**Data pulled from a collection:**

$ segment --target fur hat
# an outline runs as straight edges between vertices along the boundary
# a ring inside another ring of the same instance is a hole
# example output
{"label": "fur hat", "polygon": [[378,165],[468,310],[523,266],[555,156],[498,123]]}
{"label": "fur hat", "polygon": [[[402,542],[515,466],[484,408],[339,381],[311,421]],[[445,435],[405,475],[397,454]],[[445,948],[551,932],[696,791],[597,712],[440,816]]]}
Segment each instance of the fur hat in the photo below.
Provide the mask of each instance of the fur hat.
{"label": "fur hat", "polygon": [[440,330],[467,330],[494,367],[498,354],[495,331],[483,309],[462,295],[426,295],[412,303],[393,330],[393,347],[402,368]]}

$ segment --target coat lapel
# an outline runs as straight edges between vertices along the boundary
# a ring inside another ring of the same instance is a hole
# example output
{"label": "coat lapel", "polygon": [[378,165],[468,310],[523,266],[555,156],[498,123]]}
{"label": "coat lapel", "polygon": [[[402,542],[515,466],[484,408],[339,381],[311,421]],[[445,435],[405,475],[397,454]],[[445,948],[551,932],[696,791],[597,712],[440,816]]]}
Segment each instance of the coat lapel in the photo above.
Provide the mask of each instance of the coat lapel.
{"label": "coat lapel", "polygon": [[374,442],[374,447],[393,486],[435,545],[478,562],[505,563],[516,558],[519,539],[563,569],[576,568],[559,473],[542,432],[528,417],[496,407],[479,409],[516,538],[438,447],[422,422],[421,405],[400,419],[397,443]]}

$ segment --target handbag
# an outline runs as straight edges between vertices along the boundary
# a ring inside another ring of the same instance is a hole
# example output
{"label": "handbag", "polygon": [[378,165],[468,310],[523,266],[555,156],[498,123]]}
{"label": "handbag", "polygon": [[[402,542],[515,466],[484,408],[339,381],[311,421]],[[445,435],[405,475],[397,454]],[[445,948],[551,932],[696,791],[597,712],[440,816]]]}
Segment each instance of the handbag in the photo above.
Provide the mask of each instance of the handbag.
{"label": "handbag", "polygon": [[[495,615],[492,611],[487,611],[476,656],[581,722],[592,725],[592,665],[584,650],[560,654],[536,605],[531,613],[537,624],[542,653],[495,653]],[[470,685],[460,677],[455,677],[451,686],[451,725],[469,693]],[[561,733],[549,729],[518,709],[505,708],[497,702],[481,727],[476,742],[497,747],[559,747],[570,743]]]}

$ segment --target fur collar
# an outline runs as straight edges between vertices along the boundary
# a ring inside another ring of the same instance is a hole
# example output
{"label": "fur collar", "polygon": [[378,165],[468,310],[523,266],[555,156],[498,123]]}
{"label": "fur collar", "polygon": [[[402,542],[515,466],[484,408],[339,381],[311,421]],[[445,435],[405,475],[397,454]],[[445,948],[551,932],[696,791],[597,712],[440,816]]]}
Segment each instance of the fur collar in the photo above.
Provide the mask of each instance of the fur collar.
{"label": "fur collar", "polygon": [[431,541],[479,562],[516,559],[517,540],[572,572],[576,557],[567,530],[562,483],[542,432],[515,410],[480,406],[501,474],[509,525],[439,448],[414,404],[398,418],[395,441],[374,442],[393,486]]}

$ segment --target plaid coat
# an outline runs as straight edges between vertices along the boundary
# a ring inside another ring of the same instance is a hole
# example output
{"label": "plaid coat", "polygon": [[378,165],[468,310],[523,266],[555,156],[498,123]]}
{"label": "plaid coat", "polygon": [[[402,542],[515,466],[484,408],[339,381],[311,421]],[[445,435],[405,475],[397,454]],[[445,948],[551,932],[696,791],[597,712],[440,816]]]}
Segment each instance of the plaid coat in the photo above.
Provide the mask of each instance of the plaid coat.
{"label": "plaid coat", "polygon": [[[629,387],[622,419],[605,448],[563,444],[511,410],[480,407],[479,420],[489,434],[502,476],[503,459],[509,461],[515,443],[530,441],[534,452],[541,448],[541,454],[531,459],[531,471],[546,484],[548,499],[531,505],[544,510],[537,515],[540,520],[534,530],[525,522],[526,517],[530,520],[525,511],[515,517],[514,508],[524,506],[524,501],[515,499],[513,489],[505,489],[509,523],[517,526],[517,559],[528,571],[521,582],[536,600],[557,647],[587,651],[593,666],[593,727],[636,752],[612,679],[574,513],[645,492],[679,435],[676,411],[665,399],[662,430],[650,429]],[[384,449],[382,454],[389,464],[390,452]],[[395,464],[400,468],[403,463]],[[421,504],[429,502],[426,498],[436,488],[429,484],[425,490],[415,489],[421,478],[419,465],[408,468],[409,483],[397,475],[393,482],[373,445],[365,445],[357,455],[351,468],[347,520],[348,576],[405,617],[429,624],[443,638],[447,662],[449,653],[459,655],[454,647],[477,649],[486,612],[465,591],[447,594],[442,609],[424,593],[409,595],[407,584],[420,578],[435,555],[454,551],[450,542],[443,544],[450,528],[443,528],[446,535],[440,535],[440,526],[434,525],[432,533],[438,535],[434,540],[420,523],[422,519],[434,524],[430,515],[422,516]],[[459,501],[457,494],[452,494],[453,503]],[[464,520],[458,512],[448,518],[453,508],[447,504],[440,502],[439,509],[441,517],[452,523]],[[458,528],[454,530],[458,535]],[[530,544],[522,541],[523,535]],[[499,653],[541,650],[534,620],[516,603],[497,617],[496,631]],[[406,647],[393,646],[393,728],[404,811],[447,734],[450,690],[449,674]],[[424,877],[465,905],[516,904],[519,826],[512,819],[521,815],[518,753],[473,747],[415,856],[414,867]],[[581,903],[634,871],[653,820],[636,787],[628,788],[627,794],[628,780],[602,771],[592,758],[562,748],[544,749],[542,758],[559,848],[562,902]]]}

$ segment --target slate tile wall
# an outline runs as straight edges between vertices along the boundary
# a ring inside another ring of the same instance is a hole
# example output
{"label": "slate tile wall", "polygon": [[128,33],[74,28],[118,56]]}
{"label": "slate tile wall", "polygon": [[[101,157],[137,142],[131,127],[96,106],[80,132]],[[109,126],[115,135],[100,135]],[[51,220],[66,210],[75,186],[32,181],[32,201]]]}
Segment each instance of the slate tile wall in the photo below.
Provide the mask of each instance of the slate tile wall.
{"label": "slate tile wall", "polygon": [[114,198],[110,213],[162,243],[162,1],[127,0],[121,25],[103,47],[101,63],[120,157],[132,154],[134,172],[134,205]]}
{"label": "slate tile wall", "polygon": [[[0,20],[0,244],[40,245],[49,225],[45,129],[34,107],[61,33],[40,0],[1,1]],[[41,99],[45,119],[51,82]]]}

**Exercise instructions:**
Pull out every line above that contains the word "below" and copy each one in full.

**The reply:**
Segment each instance of the fur hat in the photo below.
Segment each instance of the slate tile wall in the photo below.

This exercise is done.